[GIVEN PROBLEM]: Gather each line of the material that contains the string "frame", matching case exactly.

[DATA SHOWN]:
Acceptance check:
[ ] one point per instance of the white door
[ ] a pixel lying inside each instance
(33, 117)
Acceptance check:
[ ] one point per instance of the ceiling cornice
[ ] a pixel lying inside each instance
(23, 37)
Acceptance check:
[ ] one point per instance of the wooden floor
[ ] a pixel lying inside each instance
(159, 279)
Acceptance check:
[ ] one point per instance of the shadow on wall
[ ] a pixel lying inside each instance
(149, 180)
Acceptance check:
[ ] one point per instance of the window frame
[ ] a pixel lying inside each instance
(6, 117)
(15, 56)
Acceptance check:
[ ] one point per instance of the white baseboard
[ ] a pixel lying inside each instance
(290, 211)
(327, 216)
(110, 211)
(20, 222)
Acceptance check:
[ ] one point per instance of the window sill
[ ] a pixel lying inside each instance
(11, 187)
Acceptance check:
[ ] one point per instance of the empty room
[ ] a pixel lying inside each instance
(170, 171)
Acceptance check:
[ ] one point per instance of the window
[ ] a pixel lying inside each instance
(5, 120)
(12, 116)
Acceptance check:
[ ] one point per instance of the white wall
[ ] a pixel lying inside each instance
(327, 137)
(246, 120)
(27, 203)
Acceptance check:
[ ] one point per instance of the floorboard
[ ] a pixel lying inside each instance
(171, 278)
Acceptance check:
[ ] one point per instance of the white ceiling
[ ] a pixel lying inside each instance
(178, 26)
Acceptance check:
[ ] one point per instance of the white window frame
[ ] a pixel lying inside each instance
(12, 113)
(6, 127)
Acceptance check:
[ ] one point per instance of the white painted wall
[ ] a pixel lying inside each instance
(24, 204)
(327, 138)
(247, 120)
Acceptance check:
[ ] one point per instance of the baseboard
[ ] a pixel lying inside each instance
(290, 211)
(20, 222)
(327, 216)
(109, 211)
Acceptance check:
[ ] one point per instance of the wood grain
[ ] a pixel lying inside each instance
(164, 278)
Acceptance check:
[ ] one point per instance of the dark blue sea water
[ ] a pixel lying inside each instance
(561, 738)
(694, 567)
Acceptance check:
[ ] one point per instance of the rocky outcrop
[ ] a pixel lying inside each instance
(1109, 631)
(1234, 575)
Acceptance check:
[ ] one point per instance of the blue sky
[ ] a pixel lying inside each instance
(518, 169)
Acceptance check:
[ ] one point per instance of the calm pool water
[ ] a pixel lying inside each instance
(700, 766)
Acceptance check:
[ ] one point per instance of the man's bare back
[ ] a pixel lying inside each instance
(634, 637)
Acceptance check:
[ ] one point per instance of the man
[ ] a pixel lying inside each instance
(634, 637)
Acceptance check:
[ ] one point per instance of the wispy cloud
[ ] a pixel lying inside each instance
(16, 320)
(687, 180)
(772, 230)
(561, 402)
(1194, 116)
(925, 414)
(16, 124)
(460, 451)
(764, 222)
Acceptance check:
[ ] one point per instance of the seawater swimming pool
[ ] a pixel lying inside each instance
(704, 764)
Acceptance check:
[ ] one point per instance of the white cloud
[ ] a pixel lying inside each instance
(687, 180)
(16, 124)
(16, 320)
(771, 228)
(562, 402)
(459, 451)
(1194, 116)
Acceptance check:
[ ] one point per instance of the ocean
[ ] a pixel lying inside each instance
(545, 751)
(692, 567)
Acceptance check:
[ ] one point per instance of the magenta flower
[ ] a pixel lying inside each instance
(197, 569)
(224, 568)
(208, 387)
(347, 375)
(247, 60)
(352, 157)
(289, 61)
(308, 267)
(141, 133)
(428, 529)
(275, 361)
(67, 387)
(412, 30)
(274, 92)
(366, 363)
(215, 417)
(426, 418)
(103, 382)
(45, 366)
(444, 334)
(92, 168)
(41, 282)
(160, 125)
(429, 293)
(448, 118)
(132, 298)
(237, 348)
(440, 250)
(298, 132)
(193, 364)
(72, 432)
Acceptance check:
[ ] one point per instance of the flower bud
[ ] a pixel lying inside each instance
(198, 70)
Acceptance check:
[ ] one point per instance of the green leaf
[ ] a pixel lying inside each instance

[EXERCISE OUTPUT]:
[ ] one point per instance of the window frame
[ ] one point per instance of the white window frame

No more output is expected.